Just when Yo La Tengo was really heating up, it slowed things down.

Beginning with 1993's Painful the Hoboken, N.J. trio has batted 1.000. On that album, the group established itself as a laid-back, American indie rock outfit who also happened to own a droney, '60s-style (think Stereolab) organ. Songs like "Big Day Coming" and "From a Motel 6" saw the group break away from the jangly, faintly R.E.M.-ish tones of previous albums (but then wasn't every late '80s band with a guitar compared to Stipe and co. at some point?) and establish its own sound.

And that sound was characterized by Velvet Underground-inspired, non-testoseroney guitar licks; breathy, unassuming vocals and a trademark, one-and-two chord organ drone. Add to that the occasional organ or guitar freakout, and you have the basic YLT formula.

Yo La Tengo made it two in a row with Electr-o-pura (1995), which fused the minimalist, VU-approach of Painful with the pulsing guitar noise and studio trickery of bands like Sonic Youth and My Bloody Valentine. The music here was much more complex than anything to appear on Painful. Even the quiet songs sounded more layered than an onion. To keep the R.E.M. analogy alive, Electr-o-pura was YLT's Monster, only unlike that bargain-bin regular, the experimentation and time spent twiddling knobs in the studio worked, and the band's fans ate it up.

More importantly, the group had, by releasing consecutive great albums on a hot indie label, caught the attention of the music press. This helped set the publicity stage for the third release in the band's hat trick, I Can Hear the Heart Beating As One, YLT's most diverse and lauded album to date.

As much as Electr-o-pura marked Yo La Tengo's maturation as a force to be reckoned with in the studio, I Can Hear... showed audiences its ability to straddle, hop and blend genres. Featuring bossanova beats; whiny country music; drum machines; vocals buried deep in the mix; noodling, Krautrocky organ drone; and even a fuzzed out Beach Boys cover, I Can Hear... was the group's large green explosion for any critic or self-dubbed hipster who had missed the band's previous flashes on the American indie radar. The album was a mainstay on year-end Top Ten lists, and even cracked Spin's top 90 albums of the '90s.

The short version of all that is that Yo La Tengo has a lot to live up to with "And then nothing turned itself inside-out" — the long-awaited (almost three years) follow-up to I Can Hear... Having captured the attention of every critic and trendsetter in North America, the members of YLT — if they care about these things — can read reviews of Inside-out on the pages of People and Elle, not to mention spot their album on the Billboard charts — a first for the group.

Interestingly, the band has taken a step back from the molasses-thick layering of Electr-o-pura and the genre-hopping on I Can Hear... If there's an album Inside-out most resembles, it's the more basic Painful, though the developments of recent years are still noticeable to the careful ear.

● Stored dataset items
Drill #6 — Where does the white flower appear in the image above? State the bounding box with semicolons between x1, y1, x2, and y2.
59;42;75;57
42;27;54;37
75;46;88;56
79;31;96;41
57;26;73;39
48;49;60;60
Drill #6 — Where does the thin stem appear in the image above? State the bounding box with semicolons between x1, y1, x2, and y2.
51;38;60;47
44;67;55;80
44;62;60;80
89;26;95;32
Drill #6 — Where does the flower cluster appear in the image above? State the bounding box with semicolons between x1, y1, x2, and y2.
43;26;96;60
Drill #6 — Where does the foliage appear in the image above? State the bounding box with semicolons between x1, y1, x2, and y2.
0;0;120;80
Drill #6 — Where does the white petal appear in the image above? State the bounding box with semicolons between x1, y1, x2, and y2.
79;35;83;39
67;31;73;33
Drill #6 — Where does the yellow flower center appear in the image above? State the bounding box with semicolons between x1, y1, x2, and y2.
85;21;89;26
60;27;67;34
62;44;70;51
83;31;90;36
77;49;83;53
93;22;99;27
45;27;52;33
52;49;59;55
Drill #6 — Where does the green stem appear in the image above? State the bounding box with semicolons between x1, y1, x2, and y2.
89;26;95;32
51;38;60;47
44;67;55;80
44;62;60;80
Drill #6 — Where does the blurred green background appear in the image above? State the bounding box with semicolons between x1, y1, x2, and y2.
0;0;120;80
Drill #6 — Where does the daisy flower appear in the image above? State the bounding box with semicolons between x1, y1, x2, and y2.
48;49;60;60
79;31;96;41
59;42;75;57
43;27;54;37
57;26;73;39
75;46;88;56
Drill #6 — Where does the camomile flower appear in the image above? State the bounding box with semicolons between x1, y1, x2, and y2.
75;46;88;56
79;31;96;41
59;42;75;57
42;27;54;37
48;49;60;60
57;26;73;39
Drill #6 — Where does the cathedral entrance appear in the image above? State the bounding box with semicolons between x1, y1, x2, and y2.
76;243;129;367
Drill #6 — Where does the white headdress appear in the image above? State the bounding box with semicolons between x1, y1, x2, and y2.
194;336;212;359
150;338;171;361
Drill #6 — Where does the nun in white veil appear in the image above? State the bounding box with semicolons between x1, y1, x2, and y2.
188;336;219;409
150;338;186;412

● TASKS TO COMPLETE
1: Put the stored entries into a numbered list, starting at the line that contains "Drill #6 — Where does the camomile" and ending at the last of the entries, and omit blank lines.
2: Write what comes next in the Yo La Tengo review, picking up after its last sentence.
The Yo La Tengo review and the entries are unrelated to each other.

● RESPONSES TO THE TASKS
1:
1. Drill #6 — Where does the camomile flower appear in the image above? State the bounding box with semicolons between x1, y1, x2, and y2.
2. 75;46;88;56
3. 79;31;96;41
4. 59;42;75;57
5. 42;27;54;37
6. 48;49;60;60
7. 57;26;73;39
8. Drill #6 — Where does the cathedral entrance appear in the image above? State the bounding box with semicolons between x1, y1, x2, and y2.
9. 76;243;129;367
10. Drill #6 — Where does the white headdress appear in the image above? State the bounding box with semicolons between x1, y1, x2, and y2.
11. 194;336;212;359
12. 150;338;171;361
13. Drill #6 — Where does the nun in white veil appear in the image above? State the bounding box with semicolons between x1, y1, x2, and y2.
14. 188;336;219;409
15. 150;338;186;412

2:
The album opens with the droning, strung-out "Everyday," in which the emotionless vocals recall virtually anything off of The Velvet Underground and Nico. A minimalist programmed drum-beat, and a bass line that winds up and down the scale, propel the heroin-y song through its six-and-a-half-minute course, while maracas and incidental percussion pop in and out of the mix.

Speaking of incidental percussion, "Saturday," the first single off of the album, is not to be missed. Similar in tempo (or lack thereof) to "Everyday," the song is propelled by a modulated, programmed drumbeat that's sped up and slowed down as Ira Kaplan and Georgia Hubley's quiet cooing details the fine art of mentally tuning out on an weekend's evening. Throughout the song, we hear tinkling piano, barely-tapped chimes and sporadic maracas.

Kaplan's honest, hushed, half-spoken confessionals on the begging-to-be-used-in a-hip-romantic-comedy falling-in-love scene "Our Way to Fall" and the cleverly titled "The Crying of Lot G" bring to mind his mumbly, shy-guy vocals on I Can Hear...'s standout track, "Autumn Sweater."

The band lets its hair down a bit more as the album develops. "Cherry Chapstick" is a hard-rockin', Jesus and Mary Chain-style rocker minus the Mary Chain's cooler-than-you attitude and plus a little fun; while "You Can Have it All" is the band's obligatory cover tune. "Madeline" resurrects the bossa nova beats employed so successfully on I Can Hear..., while "Tired Hippo" is a slinky, Latin exotica-style instrumental that evokes the spirit of, say a slow, sexy '60s surf scene.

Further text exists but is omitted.